Top of Extract
Watch proteins do the jitterbug!

The New York Timeshas posted this great video called “The Inner Life of the Cell”.

If you could shrink down to the size of a molecule and fly into a cell, what would you see?

In 2006, a team of scientists and illustrators offered a gorgeous answer in the form of a three-minute video called “The Inner Life of the Cell.” Nothing quite like it had ever been made before, and it proved to be a huge hit, broadcast by museums, universities and television programs around the world.

The video was a collaboration between BioVisions, a scientific visualization program at Harvard’s department of molecular and cellular biology, and Xvivo, a scientific animation company in Connecticut.

Delving into the scientific literature, the scientists and animators created a video about an immune cell. The cell rolls along the interior wall of a blood vessel until it detects signs of inflammation from a nearby infection.

We dive into the cell to see what happens next. Molecules swim through the cell like dolphins, relaying the signal from the outside. Certain genes switch on, and the cell makes new proteins that are put into a blob called a vesicle. An oxlike protein called kinesin hauls the vesicle across the cell, walking along a molecular cable.

Once the vesicle reaches its destination, it releases its cargo. The new proteins cause the immune cell to stop rolling, and it flattens out and slips between the cells that make up the blood vessel wall so that it can seek out the infection.

“The Inner Life of the Cell” was made possible by advances on many scientific fronts.
Bottom of Extract
_Requirement 1:_
Repeat verbatim the passage of the cell video article starting with "In 2006, a team" and going on through "company in Connecticut.".
_Requirement 2:_
Pick up the cell video article right after its final sentence and continue writing it.
Top of Recorded information
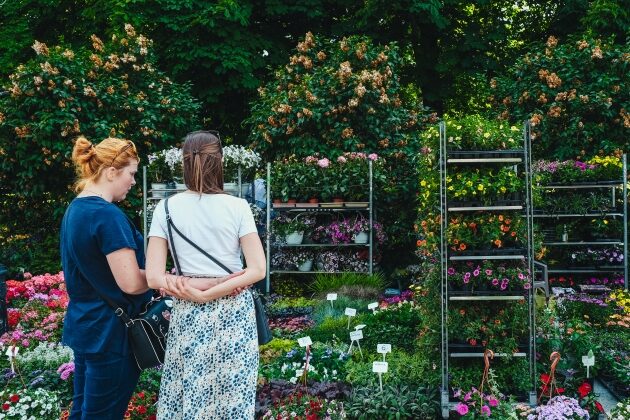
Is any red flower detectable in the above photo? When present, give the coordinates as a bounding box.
[578,382,593,398]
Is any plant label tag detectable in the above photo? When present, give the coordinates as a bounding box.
[372,362,387,373]
[298,336,313,347]
[376,344,392,354]
[350,330,363,341]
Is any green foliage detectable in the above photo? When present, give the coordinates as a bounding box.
[245,32,418,157]
[345,385,439,420]
[491,36,630,159]
[258,338,297,363]
[0,26,199,269]
[361,301,422,352]
[310,273,387,298]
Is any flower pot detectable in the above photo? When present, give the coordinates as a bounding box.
[354,232,369,244]
[151,182,167,198]
[284,232,304,245]
[298,260,313,271]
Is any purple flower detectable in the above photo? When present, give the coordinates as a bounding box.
[455,402,468,416]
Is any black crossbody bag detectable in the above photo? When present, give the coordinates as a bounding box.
[164,198,273,345]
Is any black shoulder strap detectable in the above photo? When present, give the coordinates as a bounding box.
[164,198,233,275]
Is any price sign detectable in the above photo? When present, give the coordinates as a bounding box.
[376,344,392,354]
[350,330,363,341]
[298,336,313,347]
[372,362,387,373]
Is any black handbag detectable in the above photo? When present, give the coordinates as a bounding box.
[89,289,173,369]
[164,198,273,345]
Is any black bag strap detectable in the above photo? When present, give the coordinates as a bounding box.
[164,197,234,276]
[84,276,133,327]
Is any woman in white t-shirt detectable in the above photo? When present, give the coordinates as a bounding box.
[146,131,266,420]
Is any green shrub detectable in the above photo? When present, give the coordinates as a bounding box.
[491,36,630,159]
[310,273,387,298]
[345,385,440,420]
[346,350,439,387]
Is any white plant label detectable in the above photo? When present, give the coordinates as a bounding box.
[298,336,313,347]
[372,362,387,373]
[376,344,392,355]
[350,330,363,341]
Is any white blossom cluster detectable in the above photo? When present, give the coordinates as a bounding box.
[223,145,261,169]
[15,342,74,369]
[149,147,183,171]
[0,388,61,420]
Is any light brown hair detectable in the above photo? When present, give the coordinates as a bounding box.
[72,136,140,192]
[182,131,224,194]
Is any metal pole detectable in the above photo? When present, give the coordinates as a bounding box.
[368,160,374,275]
[238,165,243,198]
[142,165,149,255]
[621,153,628,290]
[265,162,271,294]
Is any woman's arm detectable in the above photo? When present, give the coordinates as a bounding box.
[106,248,149,295]
[147,236,243,292]
[166,233,267,302]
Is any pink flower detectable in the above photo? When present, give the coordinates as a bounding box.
[455,403,468,416]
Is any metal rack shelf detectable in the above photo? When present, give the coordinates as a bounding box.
[533,154,628,289]
[439,122,536,418]
[265,160,374,294]
[534,213,623,219]
[448,206,523,211]
[448,295,527,301]
[543,241,623,246]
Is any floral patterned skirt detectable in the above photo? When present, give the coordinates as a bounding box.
[157,292,258,420]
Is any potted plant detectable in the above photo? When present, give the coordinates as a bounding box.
[272,214,315,245]
[223,144,261,195]
[147,147,183,197]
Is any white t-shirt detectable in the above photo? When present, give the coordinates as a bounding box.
[149,192,258,277]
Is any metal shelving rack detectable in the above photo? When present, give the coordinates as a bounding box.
[265,161,374,294]
[534,154,628,289]
[439,122,536,418]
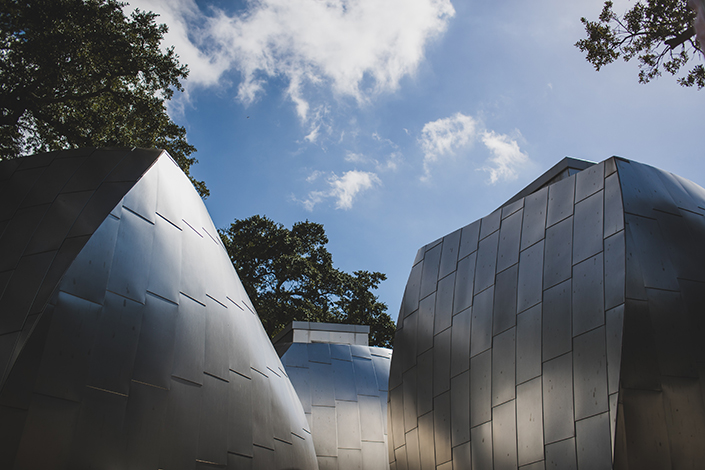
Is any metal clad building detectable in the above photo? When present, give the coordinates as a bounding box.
[274,322,392,470]
[0,149,317,469]
[389,158,705,470]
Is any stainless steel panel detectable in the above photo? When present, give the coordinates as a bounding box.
[419,245,442,299]
[521,187,548,250]
[573,190,604,264]
[546,438,576,470]
[470,287,494,357]
[311,406,338,457]
[575,162,605,202]
[474,232,499,293]
[401,428,421,470]
[434,328,451,397]
[604,174,624,238]
[573,327,609,420]
[419,411,436,470]
[450,370,471,447]
[546,176,575,227]
[492,328,516,406]
[328,359,358,403]
[543,353,574,444]
[450,308,472,377]
[497,211,523,272]
[480,209,502,240]
[416,349,434,416]
[458,220,480,260]
[626,214,678,290]
[516,377,543,466]
[438,230,461,278]
[433,391,456,465]
[453,254,477,313]
[453,440,472,470]
[573,253,605,336]
[492,265,516,335]
[403,368,418,433]
[517,241,544,312]
[604,232,626,309]
[516,305,541,383]
[543,218,573,289]
[492,400,517,470]
[470,423,494,470]
[197,375,230,465]
[470,349,492,428]
[605,305,624,393]
[335,400,361,449]
[434,273,455,334]
[542,279,572,361]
Bottom of Recorded information
_Answer 1:_
In 2006, a team of scientists and illustrators offered a gorgeous answer in the form of a three-minute video called “The Inner Life of the Cell.” Nothing quite like it had ever been made before, and it proved to be a huge hit, broadcast by museums, universities and television programs around the world.

The video was a collaboration between BioVisions, a scientific visualization program at Harvard’s department of molecular and cellular biology, and Xvivo, a scientific animation company in Connecticut.

_Answer 2:_
In recent years, scientists have learned a great deal about the shapes of biological molecules, for example. They can use powerful computers to visualize the molecules in action.

The video was so entrancing that it was easy to forget that it was not raw footage captured by some microscopic GoPro camera. It was a piece of art. The scientists and animators made choices about what to show, and how to show it.

For one thing, they left out just about all the proteins, giving the cell the look of a nearly empty ocean. “The interior of a cell is incredibly crowded,” said Michael Astrachan, the president and creative director of Xvivo.

Alain Viel, the director of undergraduate research at Harvard and a member of the BioVisions team, likened the inside of a cell to a rush-hour subway platform. “If there’s a big crowd in front of you, there’s a good chance you might not even see the train,” he said.

Dr. Viel and his colleagues also chose to show the proteins moving with a stately grace. Real proteins, by contrast, are perpetually quivering. They pick up bits of energy from water molecules that bump into them, and they crash into other proteins and bounce off cell membranes.